Excerpt from a dataset —
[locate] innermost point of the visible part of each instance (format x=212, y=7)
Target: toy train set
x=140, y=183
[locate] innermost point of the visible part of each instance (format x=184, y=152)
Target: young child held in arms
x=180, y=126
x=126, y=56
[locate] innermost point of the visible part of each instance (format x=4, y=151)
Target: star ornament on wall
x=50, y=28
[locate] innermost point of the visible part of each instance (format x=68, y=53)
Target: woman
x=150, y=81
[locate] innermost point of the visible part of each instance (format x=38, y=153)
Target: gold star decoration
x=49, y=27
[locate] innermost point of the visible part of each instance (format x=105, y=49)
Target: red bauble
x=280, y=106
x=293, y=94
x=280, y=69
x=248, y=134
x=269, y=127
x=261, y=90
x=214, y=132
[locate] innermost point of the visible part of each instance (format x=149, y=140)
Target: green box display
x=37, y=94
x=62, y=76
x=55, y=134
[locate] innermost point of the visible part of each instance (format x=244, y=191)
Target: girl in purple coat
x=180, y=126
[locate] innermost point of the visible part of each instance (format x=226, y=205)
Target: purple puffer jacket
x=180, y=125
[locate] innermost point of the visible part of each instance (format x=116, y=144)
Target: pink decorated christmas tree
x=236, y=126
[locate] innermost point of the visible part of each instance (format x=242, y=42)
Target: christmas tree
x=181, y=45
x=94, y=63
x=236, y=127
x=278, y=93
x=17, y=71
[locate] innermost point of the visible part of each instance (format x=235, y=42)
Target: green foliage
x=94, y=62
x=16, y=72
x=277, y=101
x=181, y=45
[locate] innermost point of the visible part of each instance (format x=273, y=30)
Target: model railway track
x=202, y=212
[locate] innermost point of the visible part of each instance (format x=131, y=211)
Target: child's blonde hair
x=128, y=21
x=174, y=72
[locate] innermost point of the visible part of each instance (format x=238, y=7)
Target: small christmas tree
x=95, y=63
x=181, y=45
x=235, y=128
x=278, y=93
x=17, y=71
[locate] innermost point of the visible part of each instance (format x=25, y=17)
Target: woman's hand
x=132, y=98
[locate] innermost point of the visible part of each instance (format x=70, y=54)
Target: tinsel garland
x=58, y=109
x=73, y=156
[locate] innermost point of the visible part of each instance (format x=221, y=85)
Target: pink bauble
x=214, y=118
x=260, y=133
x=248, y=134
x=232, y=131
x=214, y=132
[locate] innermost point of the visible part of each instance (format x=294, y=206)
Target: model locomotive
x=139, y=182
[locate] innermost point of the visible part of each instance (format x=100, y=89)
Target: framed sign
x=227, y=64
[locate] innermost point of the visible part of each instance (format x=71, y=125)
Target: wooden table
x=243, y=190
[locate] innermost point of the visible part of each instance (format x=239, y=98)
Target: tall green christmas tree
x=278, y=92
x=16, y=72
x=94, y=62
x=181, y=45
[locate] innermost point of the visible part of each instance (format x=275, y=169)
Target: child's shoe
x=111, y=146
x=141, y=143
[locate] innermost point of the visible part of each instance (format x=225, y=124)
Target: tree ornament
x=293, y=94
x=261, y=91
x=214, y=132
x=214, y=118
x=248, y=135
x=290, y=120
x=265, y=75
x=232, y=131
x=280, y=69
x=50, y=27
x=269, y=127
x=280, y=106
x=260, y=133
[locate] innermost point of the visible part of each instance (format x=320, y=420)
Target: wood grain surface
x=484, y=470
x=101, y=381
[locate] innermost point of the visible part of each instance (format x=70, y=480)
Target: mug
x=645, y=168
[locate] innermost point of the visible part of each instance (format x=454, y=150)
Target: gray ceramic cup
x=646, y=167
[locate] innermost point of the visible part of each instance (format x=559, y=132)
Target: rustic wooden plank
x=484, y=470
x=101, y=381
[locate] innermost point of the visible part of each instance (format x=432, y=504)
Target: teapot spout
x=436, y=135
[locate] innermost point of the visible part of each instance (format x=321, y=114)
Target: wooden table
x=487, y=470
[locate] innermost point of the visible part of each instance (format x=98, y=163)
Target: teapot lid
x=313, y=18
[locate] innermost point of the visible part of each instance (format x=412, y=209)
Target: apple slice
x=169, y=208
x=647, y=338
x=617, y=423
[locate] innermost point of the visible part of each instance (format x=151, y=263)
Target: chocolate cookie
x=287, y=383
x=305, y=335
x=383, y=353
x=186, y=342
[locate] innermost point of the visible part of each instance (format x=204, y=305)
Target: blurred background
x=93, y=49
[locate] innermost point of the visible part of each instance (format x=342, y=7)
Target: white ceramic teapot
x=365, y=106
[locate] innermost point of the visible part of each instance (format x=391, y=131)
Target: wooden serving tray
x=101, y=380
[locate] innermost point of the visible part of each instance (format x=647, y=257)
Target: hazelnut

GIVEN EXERCISE —
Rescale the records from the line with "(format x=105, y=49)" up to and including the line with "x=227, y=64". Write every one of those lines again, requests included, and multiply each point coordinate in the answers by 2.45, rounding to whole numbers with halves going up; leave the requests and their format samples unchanged.

SOLUTION FOR THIS TASK —
[locate] innermost point of the visible part of each instance (format x=105, y=49)
Target: red bauble
x=686, y=260
x=718, y=230
x=686, y=169
x=608, y=328
x=659, y=311
x=639, y=221
x=524, y=323
[locate] innermost point of the visible part of each instance (format x=149, y=140)
Target: green box display
x=91, y=230
x=152, y=186
x=135, y=328
[locate] innermost point of the visible part of each instance (format x=244, y=191)
Target: girl in purple coat
x=441, y=309
[locate] innermost point of the visible part of each instance (format x=226, y=205)
Target: purple puffer jacket
x=441, y=306
[locate] innermost point of the visible part of each instance (format x=116, y=144)
Target: pink decorated christmas tree
x=578, y=309
[locate] innermost point of the visible part of each instance (format x=242, y=42)
Target: christmas tree
x=443, y=110
x=230, y=154
x=578, y=311
x=681, y=228
x=42, y=174
[locate] innermost point of the visible part of each instance (format x=235, y=42)
Target: green foliage
x=230, y=152
x=39, y=176
x=679, y=247
x=443, y=110
[locate] innermost point of the visible part of each instance (format x=273, y=30)
Target: model railway track
x=495, y=519
[locate] innermost point of the visible part of each instance (format x=131, y=211)
Target: child's blonde hair
x=314, y=51
x=426, y=176
[locate] innermost point of the visible part of each instance (format x=238, y=7)
Target: small christmas tree
x=233, y=154
x=443, y=110
x=576, y=314
x=681, y=228
x=42, y=174
[locate] innermost point of the visible part of each instance (format x=25, y=17)
Target: woman's hand
x=323, y=240
[locate] innermost point of the visible part of each instance (format x=70, y=54)
Target: tinsel garland
x=142, y=267
x=179, y=382
[locate] innermost point of the visible part of each instance (format x=221, y=85)
Target: pink bauble
x=524, y=289
x=637, y=326
x=608, y=328
x=568, y=321
x=524, y=323
[locate] innermost point of the visible part of each instance (format x=294, y=206)
Target: model locomotive
x=341, y=446
[locate] innermost point of the visible part of each instance (format x=100, y=89)
Target: framed sign
x=556, y=157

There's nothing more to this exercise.